# 引用テキスト
--------------------------------------------------

(58)【調査した分野】(Int.Cl.,DB名)
前記微多孔層において、細孔径が0.5μm以上10μm未満である細孔の容積の和が、細孔径が10μm未満の細孔の容積の和の30%以上70%未満である、請求項1〜3のいずれかに記載のガス拡散電極。
請求項1〜5のいずれかに記載のガス拡散電極の製造方法であって、前記微多孔層を形成するための塗液、すなわち微多孔層形成用塗液が造孔剤としての消失材を含み、前記消失材の炭化収率が20%以下かつアスペクト比が10以下であり、微多孔層形成用塗液の塗布時に導電性多孔質基材の面直方向に前記造孔剤の長軸方向を配向させる、ガス拡散電極の製造方法。
前記消失材がアクリル系樹脂、スチレン系樹脂、でんぷん、セルロース、ポリ乳酸樹脂、昇華性低分子体、マイクロバルーンのいずれかである、請求項6に記載のガス拡散電極の製造方法。
【発明を実施するための形態】
【0016】
本発明のガス拡散電極は、導電性多孔質基材の少なくとも片面に微多孔層を有する。
【0017】
このガス拡散電極は触媒層つき電解質膜の少なくとも片側に積層され、膜電極接合体を形成する用途に用いることができる。この膜電極接合体をセパレータで挟み、積層することにより、燃料電池を形成することができる。
【0018】
<ガス拡散電極>
固体高分子形燃料電池において、ガス拡散電極には、セパレータから供給されるガスを触媒層へと拡散するための高いガス拡散性、電気化学反応に伴って生成する水をセパレータへ排出するための高い排水性、発生した電流を取り出すための高い導電性が要求される。このため一例として
図1に示されるようなガス拡散電極を用いることができる。ガス拡散電極12は導電性を有し、通常、10μm以上100μm以下の領域に細孔径のピークを有する多孔体からなる基材である導電性多孔質基材10と、10μm以下の領域に細孔径を有する微多孔層11を有する。ここで導電性多孔質基材の細孔径と微多孔層の細孔径及びそれらの分布は、水銀ポロシメーターによる細孔径分布測定により求めることができる。

--------------------------------------------------

# 提供された行

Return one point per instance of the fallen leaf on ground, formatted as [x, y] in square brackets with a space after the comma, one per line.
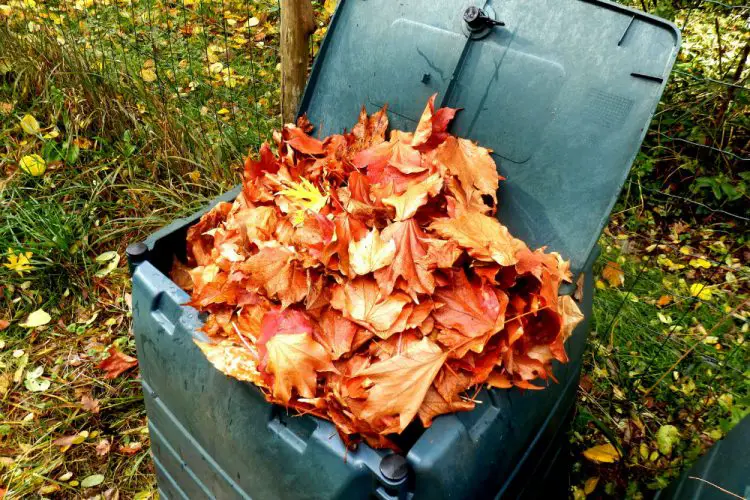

--------------------------------------------------

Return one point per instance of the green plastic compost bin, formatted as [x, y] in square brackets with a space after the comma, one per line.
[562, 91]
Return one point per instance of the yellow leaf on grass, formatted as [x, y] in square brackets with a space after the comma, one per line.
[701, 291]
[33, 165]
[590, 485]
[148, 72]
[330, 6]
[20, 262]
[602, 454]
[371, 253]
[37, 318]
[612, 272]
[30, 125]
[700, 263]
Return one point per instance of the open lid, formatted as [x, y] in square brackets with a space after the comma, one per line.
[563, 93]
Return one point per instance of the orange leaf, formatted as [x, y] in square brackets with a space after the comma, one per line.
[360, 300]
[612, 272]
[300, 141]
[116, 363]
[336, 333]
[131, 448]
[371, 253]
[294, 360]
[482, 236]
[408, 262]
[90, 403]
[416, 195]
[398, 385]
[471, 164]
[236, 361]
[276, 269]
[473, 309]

--------------------------------------------------

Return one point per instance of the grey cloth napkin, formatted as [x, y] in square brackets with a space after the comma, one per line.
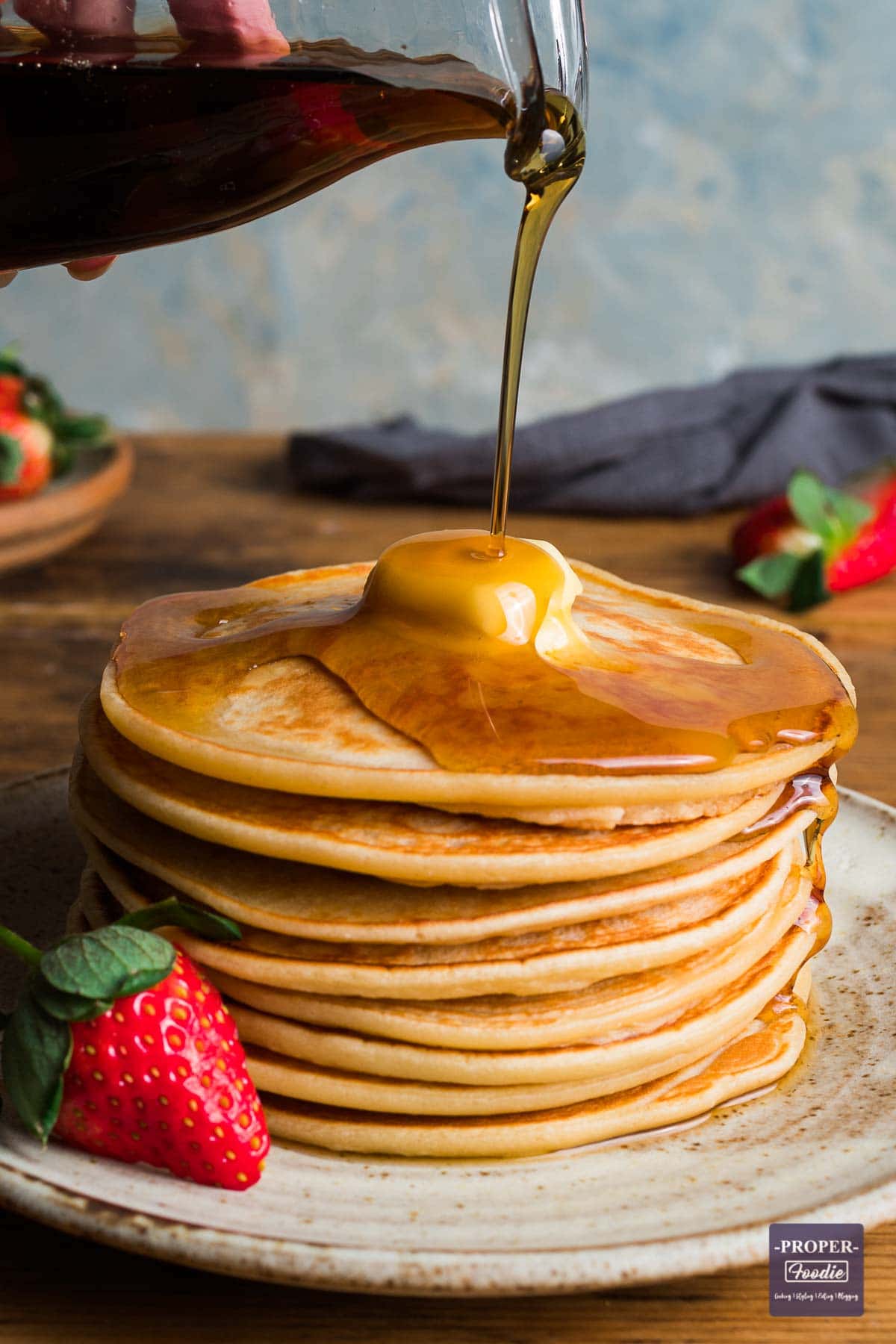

--------------------------------------------------

# 課題の目的
ガス拡散電極に関する引用テキストを、一字一句変えずに全文引用してください。 これらの行は引用テキストとは無関係です。

# 最終解答
(58)【調査した分野】(Int.Cl.,DB名)
前記微多孔層において、細孔径が0.5μm以上10μm未満である細孔の容積の和が、細孔径が10μm未満の細孔の容積の和の30%以上70%未満である、請求項1〜3のいずれかに記載のガス拡散電極。
請求項1〜5のいずれかに記載のガス拡散電極の製造方法であって、前記微多孔層を形成するための塗液、すなわち微多孔層形成用塗液が造孔剤としての消失材を含み、前記消失材の炭化収率が20%以下かつアスペクト比が10以下であり、微多孔層形成用塗液の塗布時に導電性多孔質基材の面直方向に前記造孔剤の長軸方向を配向させる、ガス拡散電極の製造方法。
前記消失材がアクリル系樹脂、スチレン系樹脂、でんぷん、セルロース、ポリ乳酸樹脂、昇華性低分子体、マイクロバルーンのいずれかである、請求項6に記載のガス拡散電極の製造方法。
【発明を実施するための形態】
【0016】
本発明のガス拡散電極は、導電性多孔質基材の少なくとも片面に微多孔層を有する。
【0017】
このガス拡散電極は触媒層つき電解質膜の少なくとも片側に積層され、膜電極接合体を形成する用途に用いることができる。この膜電極接合体をセパレータで挟み、積層することにより、燃料電池を形成することができる。
【0018】
<ガス拡散電極>
固体高分子形燃料電池において、ガス拡散電極には、セパレータから供給されるガスを触媒層へと拡散するための高いガス拡散性、電気化学反応に伴って生成する水をセパレータへ排出するための高い排水性、発生した電流を取り出すための高い導電性が要求される。このため一例として
図1に示されるようなガス拡散電極を用いることができる。ガス拡散電極12は導電性を有し、通常、10μm以上100μm以下の領域に細孔径のピークを有する多孔体からなる基材である導電性多孔質基材10と、10μm以下の領域に細孔径を有する微多孔層11を有する。ここで導電性多孔質基材の細孔径と微多孔層の細孔径及びそれらの分布は、水銀ポロシメーターによる細孔径分布測定により求めることができる。